Quoted passage —
::::
Reputation: 139
I have a dataframe which looks like this and i would like to calculate the percentage of the columnB comparing to columnA. In this example in columnB i have 3 values which are identic to the values of columnA
columnA columnB
0 A None
1 H H <---
2 A A <---
3 H H <---
4 A H
expected result:
columnB
0 75%
stay healthy!
EDIT: I just noticed that in my use case, i want to ignore rows which contain the 'None' value. I want the result to be 75 or 75%.
Upvotes: 1
Views: 117
Reputation: 35646
To get the exact output in that format use:
new_df = df.replace({'None': None}).dropna()
result = (
new_df[['columnB']].eq(new_df['columnA'], axis=0)
.mean().mul(100)
.to_frame().T.applymap('{:.0f}%'.format)
)
Assuming the None values are already the python None
or NaN, and not the string
'None'` use:
new_df = df.dropna()
::::
Given information —
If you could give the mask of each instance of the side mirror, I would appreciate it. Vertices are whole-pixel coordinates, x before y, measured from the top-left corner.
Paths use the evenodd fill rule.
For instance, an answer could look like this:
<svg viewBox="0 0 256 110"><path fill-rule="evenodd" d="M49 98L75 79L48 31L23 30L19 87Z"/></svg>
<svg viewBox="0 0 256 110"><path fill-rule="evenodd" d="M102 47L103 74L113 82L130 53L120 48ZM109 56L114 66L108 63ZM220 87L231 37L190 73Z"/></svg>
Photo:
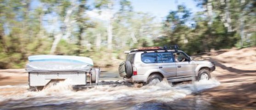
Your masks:
<svg viewBox="0 0 256 110"><path fill-rule="evenodd" d="M191 57L189 57L189 61L193 60L193 59Z"/></svg>
<svg viewBox="0 0 256 110"><path fill-rule="evenodd" d="M130 51L125 51L124 52L124 53L125 53L125 54L130 54L130 52L131 52Z"/></svg>

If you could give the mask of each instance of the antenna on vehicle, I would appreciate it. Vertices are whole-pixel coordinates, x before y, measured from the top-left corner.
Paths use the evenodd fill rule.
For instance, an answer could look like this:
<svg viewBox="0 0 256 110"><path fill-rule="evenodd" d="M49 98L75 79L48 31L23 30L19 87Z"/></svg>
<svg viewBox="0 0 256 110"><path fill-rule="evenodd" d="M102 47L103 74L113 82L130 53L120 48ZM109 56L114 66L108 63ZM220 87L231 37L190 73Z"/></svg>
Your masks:
<svg viewBox="0 0 256 110"><path fill-rule="evenodd" d="M178 46L178 44L174 45L174 50L175 50L176 52L178 51L178 49L179 49L179 46Z"/></svg>

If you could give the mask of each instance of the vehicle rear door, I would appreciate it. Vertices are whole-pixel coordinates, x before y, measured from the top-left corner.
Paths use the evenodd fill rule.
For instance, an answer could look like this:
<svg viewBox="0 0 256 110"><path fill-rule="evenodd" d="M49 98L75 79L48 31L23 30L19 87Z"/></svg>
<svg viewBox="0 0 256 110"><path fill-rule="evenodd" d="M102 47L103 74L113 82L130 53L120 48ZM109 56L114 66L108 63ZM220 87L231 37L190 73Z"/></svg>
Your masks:
<svg viewBox="0 0 256 110"><path fill-rule="evenodd" d="M176 55L176 58L175 55ZM183 52L174 53L176 70L177 77L190 77L194 75L195 66L194 61L190 61L189 57ZM185 60L182 61L182 59Z"/></svg>

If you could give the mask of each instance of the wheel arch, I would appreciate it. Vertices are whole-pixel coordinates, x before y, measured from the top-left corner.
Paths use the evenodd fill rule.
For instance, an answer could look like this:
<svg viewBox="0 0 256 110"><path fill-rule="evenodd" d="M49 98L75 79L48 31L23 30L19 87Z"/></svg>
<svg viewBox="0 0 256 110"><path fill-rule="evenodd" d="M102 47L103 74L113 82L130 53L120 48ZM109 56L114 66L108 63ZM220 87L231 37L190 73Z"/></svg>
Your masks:
<svg viewBox="0 0 256 110"><path fill-rule="evenodd" d="M159 76L161 76L162 77L162 78L164 78L165 77L164 76L163 74L162 74L161 72L152 72L151 73L149 74L148 76L148 78L149 76L151 76L153 74L159 75Z"/></svg>
<svg viewBox="0 0 256 110"><path fill-rule="evenodd" d="M198 74L199 74L199 71L204 69L206 69L209 71L210 70L210 67L208 66L205 65L202 65L200 66L198 66L196 67L195 70L196 76L197 77L198 76Z"/></svg>

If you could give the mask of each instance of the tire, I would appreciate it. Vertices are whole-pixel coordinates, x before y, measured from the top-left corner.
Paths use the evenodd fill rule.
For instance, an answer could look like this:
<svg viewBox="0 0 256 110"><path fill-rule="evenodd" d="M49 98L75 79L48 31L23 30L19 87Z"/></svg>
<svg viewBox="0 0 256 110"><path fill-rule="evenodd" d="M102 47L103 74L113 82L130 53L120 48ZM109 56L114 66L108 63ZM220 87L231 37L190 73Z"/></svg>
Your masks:
<svg viewBox="0 0 256 110"><path fill-rule="evenodd" d="M30 91L41 91L44 89L44 86L29 86L28 90Z"/></svg>
<svg viewBox="0 0 256 110"><path fill-rule="evenodd" d="M131 63L129 61L125 61L125 72L126 73L126 77L129 77L132 76L132 66Z"/></svg>
<svg viewBox="0 0 256 110"><path fill-rule="evenodd" d="M96 71L95 68L92 68L91 71L91 82L92 83L97 83L98 79L99 79L99 73L98 72Z"/></svg>
<svg viewBox="0 0 256 110"><path fill-rule="evenodd" d="M198 76L197 77L198 81L203 79L209 80L210 79L210 71L208 69L203 69L199 71Z"/></svg>
<svg viewBox="0 0 256 110"><path fill-rule="evenodd" d="M119 71L121 77L131 77L132 76L132 66L129 61L124 61L119 65Z"/></svg>
<svg viewBox="0 0 256 110"><path fill-rule="evenodd" d="M163 77L158 74L153 74L148 78L147 84L158 83L163 80Z"/></svg>

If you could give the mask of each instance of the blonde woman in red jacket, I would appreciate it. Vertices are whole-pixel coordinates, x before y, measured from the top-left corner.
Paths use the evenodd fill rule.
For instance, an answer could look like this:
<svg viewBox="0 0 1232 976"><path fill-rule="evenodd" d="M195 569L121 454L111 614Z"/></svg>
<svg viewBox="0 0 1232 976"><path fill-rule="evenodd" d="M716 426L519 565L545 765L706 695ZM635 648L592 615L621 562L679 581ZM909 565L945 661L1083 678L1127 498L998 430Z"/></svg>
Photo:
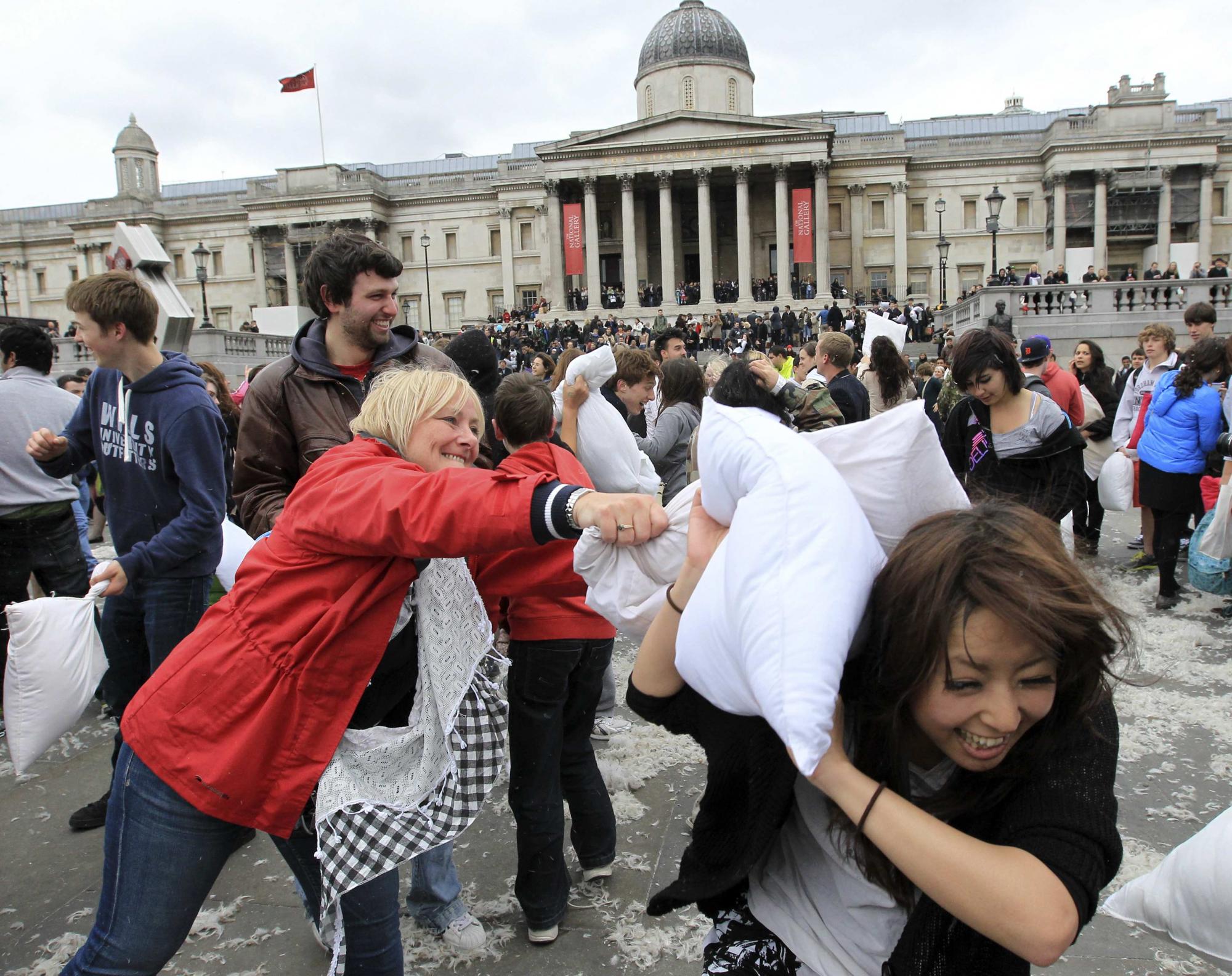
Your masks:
::::
Exercises —
a) Based on the dataframe thread, state whether each of the following statements agrees with it, answering yes or no and quoting the words that decide each case: (i) the asker wants rows containing the 'None' value to be ignored; (ii) the expected result shown for columnB is 60%; (iii) the first code line in the reply removes rows with missing values by calling dropna.
b) Rewrite the paragraph of the dataframe thread beginning "I have a dataframe which looks like this" as a brief list that keeps its main facts.
The records above come from a separate source.

Per-task answers —
a)
(i) Yes: "i want to ignore rows which contain the 'None' value"
(ii) No: "0 75%"
(iii) Yes: "new_df = df.replace({'None': None}).dropna()"

b)
- The asker has a dataframe with columnA and columnB.
- The goal is to calculate the percentage of columnB values relative to columnA.
- In the example, three values in columnB are identical to the corresponding values in columnA.